(A run of records)
.....
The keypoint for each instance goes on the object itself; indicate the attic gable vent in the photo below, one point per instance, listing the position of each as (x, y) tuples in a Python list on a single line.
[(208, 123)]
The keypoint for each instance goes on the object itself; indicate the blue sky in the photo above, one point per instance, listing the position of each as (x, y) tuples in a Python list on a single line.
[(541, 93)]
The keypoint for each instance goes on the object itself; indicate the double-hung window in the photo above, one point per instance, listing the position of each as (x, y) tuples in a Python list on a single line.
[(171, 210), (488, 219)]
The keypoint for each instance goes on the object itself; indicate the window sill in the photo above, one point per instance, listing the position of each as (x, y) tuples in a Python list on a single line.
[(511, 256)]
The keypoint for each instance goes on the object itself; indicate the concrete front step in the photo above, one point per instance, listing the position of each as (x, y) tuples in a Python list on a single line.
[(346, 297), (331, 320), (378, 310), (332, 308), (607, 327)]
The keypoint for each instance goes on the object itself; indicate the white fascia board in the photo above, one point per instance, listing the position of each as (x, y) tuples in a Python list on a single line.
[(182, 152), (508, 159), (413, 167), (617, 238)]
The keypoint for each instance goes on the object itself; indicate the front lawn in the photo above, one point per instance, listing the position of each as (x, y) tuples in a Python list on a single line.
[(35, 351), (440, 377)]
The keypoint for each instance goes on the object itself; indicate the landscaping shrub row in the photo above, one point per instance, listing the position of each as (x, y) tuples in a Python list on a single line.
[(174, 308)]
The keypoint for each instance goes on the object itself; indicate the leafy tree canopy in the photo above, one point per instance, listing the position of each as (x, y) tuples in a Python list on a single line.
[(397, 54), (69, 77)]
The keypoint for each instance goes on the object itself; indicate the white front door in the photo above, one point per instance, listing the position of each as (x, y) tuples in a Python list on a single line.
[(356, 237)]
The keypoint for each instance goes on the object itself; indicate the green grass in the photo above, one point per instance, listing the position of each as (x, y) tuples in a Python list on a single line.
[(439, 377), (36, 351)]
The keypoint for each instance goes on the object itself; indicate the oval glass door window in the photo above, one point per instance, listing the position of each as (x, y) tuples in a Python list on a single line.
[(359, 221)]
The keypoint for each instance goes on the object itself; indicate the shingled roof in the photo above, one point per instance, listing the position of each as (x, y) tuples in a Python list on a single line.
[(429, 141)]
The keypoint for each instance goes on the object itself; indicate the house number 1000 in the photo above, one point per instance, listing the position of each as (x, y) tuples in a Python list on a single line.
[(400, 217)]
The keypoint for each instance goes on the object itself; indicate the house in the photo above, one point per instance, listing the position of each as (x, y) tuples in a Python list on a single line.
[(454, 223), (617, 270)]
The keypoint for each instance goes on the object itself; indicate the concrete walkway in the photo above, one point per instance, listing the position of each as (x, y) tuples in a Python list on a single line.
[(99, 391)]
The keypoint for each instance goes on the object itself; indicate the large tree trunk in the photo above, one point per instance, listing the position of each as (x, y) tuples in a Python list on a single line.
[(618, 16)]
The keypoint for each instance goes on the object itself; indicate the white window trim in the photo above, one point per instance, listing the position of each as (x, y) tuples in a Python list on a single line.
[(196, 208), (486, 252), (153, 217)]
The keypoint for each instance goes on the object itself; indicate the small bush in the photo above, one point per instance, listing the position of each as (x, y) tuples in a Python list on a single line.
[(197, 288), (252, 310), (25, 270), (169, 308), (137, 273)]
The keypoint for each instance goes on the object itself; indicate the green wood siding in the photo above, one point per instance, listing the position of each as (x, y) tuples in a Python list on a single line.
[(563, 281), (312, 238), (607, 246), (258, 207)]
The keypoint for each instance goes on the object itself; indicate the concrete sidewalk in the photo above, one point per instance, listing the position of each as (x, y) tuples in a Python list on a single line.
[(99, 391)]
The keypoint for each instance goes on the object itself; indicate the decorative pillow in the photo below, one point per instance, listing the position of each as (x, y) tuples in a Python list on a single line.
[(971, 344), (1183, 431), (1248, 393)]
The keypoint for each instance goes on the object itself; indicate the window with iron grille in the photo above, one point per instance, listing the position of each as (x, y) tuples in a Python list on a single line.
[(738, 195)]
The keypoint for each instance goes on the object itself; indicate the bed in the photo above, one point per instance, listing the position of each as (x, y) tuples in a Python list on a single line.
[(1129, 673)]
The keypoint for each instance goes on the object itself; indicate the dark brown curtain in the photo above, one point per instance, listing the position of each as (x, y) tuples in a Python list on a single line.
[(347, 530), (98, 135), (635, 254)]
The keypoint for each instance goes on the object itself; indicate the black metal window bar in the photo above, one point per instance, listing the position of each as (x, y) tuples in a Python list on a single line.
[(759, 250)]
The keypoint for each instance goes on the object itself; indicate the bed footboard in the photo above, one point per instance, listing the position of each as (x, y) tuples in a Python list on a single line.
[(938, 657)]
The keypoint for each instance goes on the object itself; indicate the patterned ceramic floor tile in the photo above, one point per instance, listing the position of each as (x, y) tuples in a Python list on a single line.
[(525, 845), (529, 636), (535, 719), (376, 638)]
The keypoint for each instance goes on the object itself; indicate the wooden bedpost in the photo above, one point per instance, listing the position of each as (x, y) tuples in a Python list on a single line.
.....
Directions. Rewrite the part of the rows that opens with the line containing "the concrete sidewalk" and closes with the line containing "[(971, 344), (1183, 431), (1248, 393)]", replacing "decorative pillow" with "throw pillow" and leaving everything else unchanged.

Answer to the problem.
The keypoint for each instance goes on the object itself; indicate the concrete sidewalk in the photo above, one point per instance, listing the position of each as (x, y) tuples in a Python list on a single line.
[(99, 391)]
The keypoint for each instance goes on the object itself; indicate the throw pillow in the photo below, one point per instance, listing the position of each as (x, y) tuples in a Python list on a single line.
[(971, 344), (1183, 431), (1248, 393)]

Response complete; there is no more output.